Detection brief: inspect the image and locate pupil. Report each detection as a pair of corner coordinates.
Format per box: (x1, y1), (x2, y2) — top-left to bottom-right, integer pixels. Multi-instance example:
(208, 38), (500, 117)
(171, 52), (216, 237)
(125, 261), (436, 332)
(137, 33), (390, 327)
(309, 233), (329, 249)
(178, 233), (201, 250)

To be done: Reproduce the material precisely, including every line.

Solution:
Detection brief: inspect the image and locate pupil. Report each detection as a pair of corner coordinates.
Format per box: (x1, y1), (x2, y2) — top-left to bottom-right, integer pixels. Multi-instance example:
(208, 38), (500, 117)
(171, 52), (216, 237)
(125, 261), (436, 332)
(137, 33), (390, 327)
(309, 233), (329, 249)
(178, 233), (201, 250)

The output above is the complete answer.